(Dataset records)
[Begin]

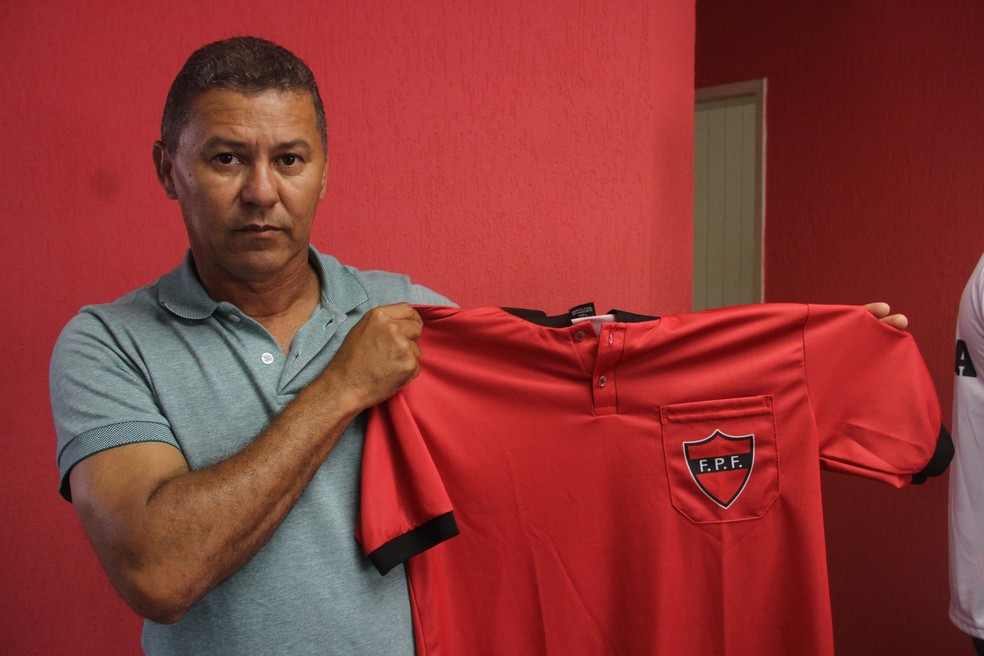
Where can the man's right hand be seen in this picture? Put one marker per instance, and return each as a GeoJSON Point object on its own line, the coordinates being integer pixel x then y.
{"type": "Point", "coordinates": [380, 354]}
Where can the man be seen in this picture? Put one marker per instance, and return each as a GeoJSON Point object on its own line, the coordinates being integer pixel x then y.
{"type": "Point", "coordinates": [209, 424]}
{"type": "Point", "coordinates": [966, 488]}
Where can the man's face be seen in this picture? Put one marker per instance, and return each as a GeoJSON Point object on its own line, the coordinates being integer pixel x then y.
{"type": "Point", "coordinates": [248, 172]}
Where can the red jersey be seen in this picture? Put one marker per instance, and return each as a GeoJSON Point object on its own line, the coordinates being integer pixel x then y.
{"type": "Point", "coordinates": [652, 488]}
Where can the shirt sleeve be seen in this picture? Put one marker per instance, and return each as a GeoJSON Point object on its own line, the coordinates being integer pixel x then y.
{"type": "Point", "coordinates": [404, 508]}
{"type": "Point", "coordinates": [966, 525]}
{"type": "Point", "coordinates": [100, 396]}
{"type": "Point", "coordinates": [876, 409]}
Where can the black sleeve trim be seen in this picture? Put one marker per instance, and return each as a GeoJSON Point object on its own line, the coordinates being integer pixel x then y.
{"type": "Point", "coordinates": [417, 541]}
{"type": "Point", "coordinates": [940, 460]}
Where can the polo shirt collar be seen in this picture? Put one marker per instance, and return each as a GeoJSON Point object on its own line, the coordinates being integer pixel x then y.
{"type": "Point", "coordinates": [182, 293]}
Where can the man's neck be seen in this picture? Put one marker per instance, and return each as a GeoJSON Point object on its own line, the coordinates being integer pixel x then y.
{"type": "Point", "coordinates": [281, 303]}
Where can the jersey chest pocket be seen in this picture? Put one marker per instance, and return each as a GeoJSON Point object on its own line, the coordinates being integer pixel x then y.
{"type": "Point", "coordinates": [722, 459]}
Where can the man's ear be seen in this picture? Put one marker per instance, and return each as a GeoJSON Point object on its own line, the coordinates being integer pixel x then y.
{"type": "Point", "coordinates": [164, 167]}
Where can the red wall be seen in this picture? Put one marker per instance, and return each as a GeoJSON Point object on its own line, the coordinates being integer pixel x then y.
{"type": "Point", "coordinates": [874, 163]}
{"type": "Point", "coordinates": [508, 153]}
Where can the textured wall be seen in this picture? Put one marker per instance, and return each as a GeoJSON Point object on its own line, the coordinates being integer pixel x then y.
{"type": "Point", "coordinates": [874, 162]}
{"type": "Point", "coordinates": [503, 152]}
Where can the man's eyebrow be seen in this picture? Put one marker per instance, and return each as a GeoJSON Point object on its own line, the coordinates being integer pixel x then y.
{"type": "Point", "coordinates": [223, 142]}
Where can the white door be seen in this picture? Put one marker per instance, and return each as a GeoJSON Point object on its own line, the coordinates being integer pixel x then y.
{"type": "Point", "coordinates": [729, 191]}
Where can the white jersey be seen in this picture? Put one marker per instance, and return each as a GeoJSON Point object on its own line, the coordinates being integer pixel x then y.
{"type": "Point", "coordinates": [967, 470]}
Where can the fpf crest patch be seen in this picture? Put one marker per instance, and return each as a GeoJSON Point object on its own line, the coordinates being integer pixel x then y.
{"type": "Point", "coordinates": [721, 465]}
{"type": "Point", "coordinates": [721, 458]}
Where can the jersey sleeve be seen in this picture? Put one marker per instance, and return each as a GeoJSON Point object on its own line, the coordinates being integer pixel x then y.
{"type": "Point", "coordinates": [966, 525]}
{"type": "Point", "coordinates": [874, 403]}
{"type": "Point", "coordinates": [404, 508]}
{"type": "Point", "coordinates": [100, 396]}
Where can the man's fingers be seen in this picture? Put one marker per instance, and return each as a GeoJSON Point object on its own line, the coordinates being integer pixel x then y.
{"type": "Point", "coordinates": [883, 312]}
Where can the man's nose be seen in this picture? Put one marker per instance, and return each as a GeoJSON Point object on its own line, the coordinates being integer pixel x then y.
{"type": "Point", "coordinates": [260, 186]}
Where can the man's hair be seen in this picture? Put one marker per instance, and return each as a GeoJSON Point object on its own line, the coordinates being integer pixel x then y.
{"type": "Point", "coordinates": [246, 64]}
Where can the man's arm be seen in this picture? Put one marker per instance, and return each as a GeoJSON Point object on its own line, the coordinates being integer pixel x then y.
{"type": "Point", "coordinates": [166, 536]}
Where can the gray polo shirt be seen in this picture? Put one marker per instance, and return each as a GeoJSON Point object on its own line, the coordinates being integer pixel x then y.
{"type": "Point", "coordinates": [167, 363]}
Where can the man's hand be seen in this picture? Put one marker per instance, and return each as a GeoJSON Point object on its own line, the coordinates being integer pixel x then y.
{"type": "Point", "coordinates": [884, 314]}
{"type": "Point", "coordinates": [380, 354]}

[End]

Put the lines above into a two-column CSV with the headers "prompt" and "points", one row per request, placing each request's text and its full answer in separate quoted fields with any line breaks replaced by spaces. Leave out the pictures.

(CORRECT RESULT)
prompt,points
"Where can the man's right hand be seen in this picture? Put one marker per instance, and return each as a GeoJSON Point object on its own line, the coordinates being integer pixel x then y.","{""type"": ""Point"", ""coordinates"": [380, 354]}"
"Where can the man be seen in this picture? Put one marker per instance, and return each as a GeoJSON Point object on its own line, the coordinates being integer pixel x then y.","{""type"": ""Point"", ""coordinates"": [209, 424]} {""type"": ""Point"", ""coordinates"": [966, 488]}"
"Where can the man's face be seen in this picture? Put one marker per instance, and return each as a GeoJSON Point object on its own line, the coordinates being integer pixel x then y.","{""type"": ""Point"", ""coordinates"": [248, 172]}"
"Where can the red jersey be seen in this picture? Put one marker per instance, and return each as a GeoJSON Point object on its own line, the coordinates being integer pixel x then y.","{""type"": ""Point"", ""coordinates"": [652, 488]}"
"Where can the shirt sleeve be seen in this picture? Put one marker per instance, and return each as a GeoJSON Point object on its own line, the coordinates being integer pixel x then y.","{""type"": ""Point"", ""coordinates"": [404, 508]} {""type"": ""Point"", ""coordinates"": [966, 525]} {""type"": ""Point"", ""coordinates"": [100, 396]} {""type"": ""Point"", ""coordinates"": [876, 409]}"
"Where can the black sleeve trim be seen in this picture? Put one marker per instance, and return each as a GeoJSON Point object on its own line, the coordinates being integer pixel x then y.","{""type"": ""Point"", ""coordinates"": [417, 541]} {""type"": ""Point"", ""coordinates"": [940, 460]}"
"Where can the polo shirt collar be seen in this picture? Put one marker per instance, and return each as a GeoJSON Point object on its own line, the coordinates being integer pixel x then y.","{""type"": ""Point"", ""coordinates"": [182, 293]}"
"Where can the man's neck be seen in this picture? Put one marker per instance, and return each as a GeoJSON Point object on its own line, the coordinates being integer pixel x then y.","{""type"": ""Point"", ""coordinates"": [281, 303]}"
"Where can the jersey chest pocket be seen in this picture? Put one marker per instance, and return each as a GeoJSON Point object on its own line, the coordinates being integer pixel x then y.","{""type"": ""Point"", ""coordinates"": [722, 459]}"
"Where can the man's ear be seen in this picture? Put one marker per instance, and return each as a GeoJSON Point object on its own line, the coordinates being integer pixel x then y.","{""type"": ""Point"", ""coordinates"": [164, 167]}"
"Where can the red wall be seen in this picture? Put one marker per instance, and return each as a GeoJSON Point object on its own line, the coordinates being integer pixel x then y.","{""type"": ""Point"", ""coordinates"": [874, 163]} {""type"": ""Point"", ""coordinates"": [508, 153]}"
"Where can the textured wall be seen in this picture? Put one marker per instance, and return each as a GeoJSON Point object on its own line, the coordinates being integer pixel x then y.","{""type"": ""Point"", ""coordinates"": [874, 162]} {""type"": ""Point"", ""coordinates"": [503, 152]}"
"Where can the man's eyebrow be seen in this picture? Put one marker per instance, and return each as a GeoJSON Point object on its own line, the coordinates being integer pixel x then y.","{""type"": ""Point"", ""coordinates"": [223, 142]}"
"Where can the white door be seen in this picture? Put one marker per instance, and return each as a GeoJSON Point object on its own line, the coordinates being integer pixel x then y.","{""type"": ""Point"", ""coordinates"": [729, 191]}"
"Where can the white jersey be seen in this picture? Put one marker per instance, and return each as a GeoJSON Point object on its own line, the coordinates being integer pixel x then y.","{""type"": ""Point"", ""coordinates"": [967, 470]}"
"Where can the fpf crest patch be seen in this picture? Put one marker per instance, and return each as a GeoJSON Point object on its own line, the coordinates being integer pixel x then y.","{""type"": ""Point"", ""coordinates"": [721, 465]} {""type"": ""Point"", ""coordinates"": [721, 458]}"
"Where can the jersey sleeve be seen in this picture? Put one marker per instance, and return each as a GeoJSON Point object on its own line, the coordinates being integer pixel x then y.","{""type"": ""Point"", ""coordinates"": [966, 525]} {""type"": ""Point"", ""coordinates"": [874, 403]} {""type"": ""Point"", ""coordinates"": [404, 508]} {""type"": ""Point"", ""coordinates"": [100, 396]}"
"Where can the man's fingers be seen in this picture? Put one marker per instance, and return each as a GeoJSON Point object on its own line, the coordinates being integer pixel x then y.","{""type"": ""Point"", ""coordinates"": [883, 312]}"
"Where can the man's nose be seen in this picture? Put one marker per instance, and return each as a GeoJSON Point object on its own line, the coordinates being integer pixel x then y.","{""type"": ""Point"", ""coordinates"": [260, 186]}"
"Where can the man's hair be seen in this picture? Put one marker per instance, and return each as a GeoJSON Point object on its own line, the coordinates being integer pixel x then y.","{""type"": ""Point"", ""coordinates"": [246, 64]}"
"Where can the man's arm be seen in this picture? Put one marker per instance, and return each as a GeoJSON Point object on its own line, the coordinates being integer pixel x then y.","{""type"": ""Point"", ""coordinates"": [166, 536]}"
"Where can the gray polo shirt be seen in this picture? Put one marker per instance, and return each as a GeoJSON Point object on its own line, the coordinates being integer pixel x then y.","{""type"": ""Point"", ""coordinates"": [167, 363]}"
"Where can the man's hand be seen in this picture? Put one marker per instance, and return each as a GeoJSON Point object on its own line, the coordinates being integer pixel x then y.","{""type"": ""Point"", ""coordinates"": [884, 314]} {""type"": ""Point"", ""coordinates"": [380, 354]}"